═══ DATASET CONTENT ═══

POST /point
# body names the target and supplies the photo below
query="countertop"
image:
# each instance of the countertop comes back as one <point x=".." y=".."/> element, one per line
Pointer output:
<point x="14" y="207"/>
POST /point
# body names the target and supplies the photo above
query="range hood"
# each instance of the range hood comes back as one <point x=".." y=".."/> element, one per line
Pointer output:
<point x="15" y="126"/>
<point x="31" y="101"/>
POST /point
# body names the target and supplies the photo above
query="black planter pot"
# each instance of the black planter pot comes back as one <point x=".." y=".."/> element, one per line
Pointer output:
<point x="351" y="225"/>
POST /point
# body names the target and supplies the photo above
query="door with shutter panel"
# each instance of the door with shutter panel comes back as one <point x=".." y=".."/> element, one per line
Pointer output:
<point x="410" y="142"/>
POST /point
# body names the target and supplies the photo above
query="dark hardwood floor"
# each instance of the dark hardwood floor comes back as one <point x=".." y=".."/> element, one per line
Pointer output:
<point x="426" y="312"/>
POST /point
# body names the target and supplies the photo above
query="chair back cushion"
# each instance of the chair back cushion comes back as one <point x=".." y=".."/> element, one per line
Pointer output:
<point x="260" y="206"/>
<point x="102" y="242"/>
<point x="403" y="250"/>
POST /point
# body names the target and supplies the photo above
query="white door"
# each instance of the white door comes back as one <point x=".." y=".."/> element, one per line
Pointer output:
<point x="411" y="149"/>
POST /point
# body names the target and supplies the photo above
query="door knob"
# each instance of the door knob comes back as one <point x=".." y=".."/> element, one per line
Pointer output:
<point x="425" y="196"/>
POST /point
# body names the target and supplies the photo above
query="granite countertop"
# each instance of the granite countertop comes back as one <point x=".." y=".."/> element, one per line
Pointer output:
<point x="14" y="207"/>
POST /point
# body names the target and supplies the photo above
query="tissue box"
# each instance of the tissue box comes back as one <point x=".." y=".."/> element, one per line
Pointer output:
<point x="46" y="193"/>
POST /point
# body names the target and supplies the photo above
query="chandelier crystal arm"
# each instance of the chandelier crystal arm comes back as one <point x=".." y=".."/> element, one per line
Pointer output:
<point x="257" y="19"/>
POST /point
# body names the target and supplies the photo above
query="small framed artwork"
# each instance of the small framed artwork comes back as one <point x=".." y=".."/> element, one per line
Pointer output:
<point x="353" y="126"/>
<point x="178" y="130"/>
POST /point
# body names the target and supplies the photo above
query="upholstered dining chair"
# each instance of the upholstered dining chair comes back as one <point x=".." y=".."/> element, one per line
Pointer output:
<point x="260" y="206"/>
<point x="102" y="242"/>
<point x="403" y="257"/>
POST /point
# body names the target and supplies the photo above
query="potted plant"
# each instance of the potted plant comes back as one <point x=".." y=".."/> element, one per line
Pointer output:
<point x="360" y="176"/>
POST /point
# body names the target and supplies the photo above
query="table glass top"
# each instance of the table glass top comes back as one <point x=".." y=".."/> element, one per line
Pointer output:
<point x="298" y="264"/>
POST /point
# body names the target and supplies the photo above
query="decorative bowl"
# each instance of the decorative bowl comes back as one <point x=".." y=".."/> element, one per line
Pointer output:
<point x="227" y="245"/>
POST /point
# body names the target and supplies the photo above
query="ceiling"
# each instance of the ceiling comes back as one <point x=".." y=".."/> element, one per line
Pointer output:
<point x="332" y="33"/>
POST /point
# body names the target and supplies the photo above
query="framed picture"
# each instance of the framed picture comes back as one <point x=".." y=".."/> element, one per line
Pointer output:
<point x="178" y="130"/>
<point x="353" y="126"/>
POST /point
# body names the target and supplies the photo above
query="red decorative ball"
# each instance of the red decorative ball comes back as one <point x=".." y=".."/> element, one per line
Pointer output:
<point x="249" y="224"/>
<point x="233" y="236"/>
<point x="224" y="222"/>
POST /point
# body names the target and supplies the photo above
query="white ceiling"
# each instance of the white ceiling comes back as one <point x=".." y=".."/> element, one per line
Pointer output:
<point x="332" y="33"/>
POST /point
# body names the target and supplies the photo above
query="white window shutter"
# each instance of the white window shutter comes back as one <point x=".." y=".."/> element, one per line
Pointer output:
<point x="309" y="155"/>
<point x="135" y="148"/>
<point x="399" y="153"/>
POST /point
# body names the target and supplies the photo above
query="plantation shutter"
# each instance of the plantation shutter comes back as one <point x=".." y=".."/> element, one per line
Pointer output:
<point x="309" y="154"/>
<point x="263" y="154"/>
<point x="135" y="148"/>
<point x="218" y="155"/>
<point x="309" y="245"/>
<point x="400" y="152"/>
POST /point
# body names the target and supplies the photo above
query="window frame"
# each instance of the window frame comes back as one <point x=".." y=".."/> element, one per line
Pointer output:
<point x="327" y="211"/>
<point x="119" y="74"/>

═══

Retype every entry word for word.

POST /point
# body names the target and supplies the photo below
query="countertop"
image:
# each instance of the countertop comes back as one <point x=".." y=".."/> element, one per line
Pointer output:
<point x="14" y="207"/>
POST /point
# body names the target and supplies the photo above
query="range hood"
# each instance of the range hood comes back as one <point x=".." y=".."/> element, one per line
Pointer output:
<point x="15" y="126"/>
<point x="31" y="101"/>
POST /point
# body names the target and supplies the photo above
query="black planter pot"
# each instance of the black planter pot comes back as one <point x=".." y=".."/> element, one per line
Pointer output:
<point x="351" y="225"/>
POST /point
# body names the target and supplies the photo above
query="door with shutter panel"
# each instance of the door with shutter panel comes back as one <point x=".." y=".."/> element, one per line
Pointer output:
<point x="410" y="142"/>
POST /point
# body names the target and supplies the photo above
query="dark hardwood floor"
# each instance of the dark hardwood floor comes back as one <point x=".." y=".."/> element, one per line
Pointer output:
<point x="426" y="312"/>
POST /point
# body names the target and supplies the photo above
query="chair back cushion"
# each instance of the chair back cushion comes back as one <point x=".." y=".."/> element, one per line
Pointer output:
<point x="260" y="206"/>
<point x="102" y="242"/>
<point x="403" y="250"/>
POST /point
# body names the target and supplies the photo above
query="white door"
# each instance of the white door comes back as one <point x=".." y=".."/> element, one per line
Pointer output:
<point x="411" y="149"/>
POST /point
# body names the target and supplies the photo above
query="door knob"
# each instance of the door knob comes back as one <point x=".." y=".."/> element, one per line
Pointer output:
<point x="425" y="196"/>
POST /point
# body names the target and supplies the photo above
query="granite countertop"
# each instance of the granite countertop comes back as one <point x=".." y=".."/> element, one per line
Pointer output:
<point x="14" y="207"/>
POST /point
# body names the target and supplies the photo above
query="tissue box"
# each instance of the tissue box comes back as one <point x=".." y=".."/> element, one per line
Pointer output:
<point x="46" y="193"/>
POST /point
# body names the target and supplies the photo above
query="chandelier crystal arm"
# each instance of the chandelier crystal arm comes back as one <point x=".." y=".."/> element, one per line
Pointer output:
<point x="257" y="19"/>
POST /point
# body names the target and supplies the photo above
query="small framed artwork"
# each instance of the small framed artwork comes back as one <point x=".." y=".."/> element, one per line
Pointer output:
<point x="353" y="126"/>
<point x="178" y="130"/>
POST /point
# body names the target and supplies the photo above
query="upholstered dining chair"
# each instance of the upholstered dining chair comes back as one <point x=".." y=".."/> element, one per line
Pointer output:
<point x="260" y="206"/>
<point x="102" y="242"/>
<point x="403" y="257"/>
POST /point
# body names the target and supplies the photo above
query="potted plant"
# each instance of the potted plant comes back as one <point x=".." y=".."/> element, one per line
Pointer output:
<point x="360" y="176"/>
POST /point
# body names the target and supplies the photo above
query="table glass top"
# each instance of the table glass top comes back as one <point x=".." y=".."/> element, one per line
Pointer output:
<point x="298" y="264"/>
POST /point
# body names the target and supplies the photo above
query="decorative bowl"
# each instance of the decorative bowl comes back as one <point x=".." y=".."/> element, one per line
Pointer output:
<point x="227" y="245"/>
POST /point
# body names the target and supplies the photo above
query="ceiling"
# each instance of the ceiling comes back as one <point x=".." y=".."/> element, one per line
Pointer output:
<point x="332" y="33"/>
POST /point
# body names the target and supplies the photo above
query="framed picture"
# each instance of the framed picture comes back as one <point x=".." y=".."/> element, one per line
Pointer output:
<point x="178" y="130"/>
<point x="353" y="126"/>
POST /point
# body names the target and supplies the photo above
query="red decorative ball"
# each instance of the red decorative ball comes back as one <point x=".." y=".."/> element, one per line
Pointer output:
<point x="249" y="224"/>
<point x="233" y="236"/>
<point x="224" y="222"/>
POST /point
# body names the target and supplies the photo above
query="white ceiling"
# each instance of the white ceiling comes back as one <point x=".." y=".."/> element, one per line
Pointer output:
<point x="332" y="33"/>
POST /point
# body names the target and supplies the photo above
query="white window shutter"
# each instance of the white window shutter comes back as one <point x=".." y=".."/> element, one per line
Pointer output:
<point x="309" y="155"/>
<point x="135" y="148"/>
<point x="399" y="153"/>
POST /point
# body names the target and supplies the photo above
query="plantation shutter"
# each instance of the plantation shutter comes back as one <point x=".." y=".."/> element, one per line
Pointer output:
<point x="309" y="154"/>
<point x="263" y="154"/>
<point x="135" y="148"/>
<point x="218" y="155"/>
<point x="309" y="245"/>
<point x="400" y="152"/>
POST /point
# body names the target and supplies the photo above
query="window frame"
# each instance of the window frame comes back as one <point x=".." y=".."/> element, one per line
Pointer output:
<point x="327" y="211"/>
<point x="119" y="74"/>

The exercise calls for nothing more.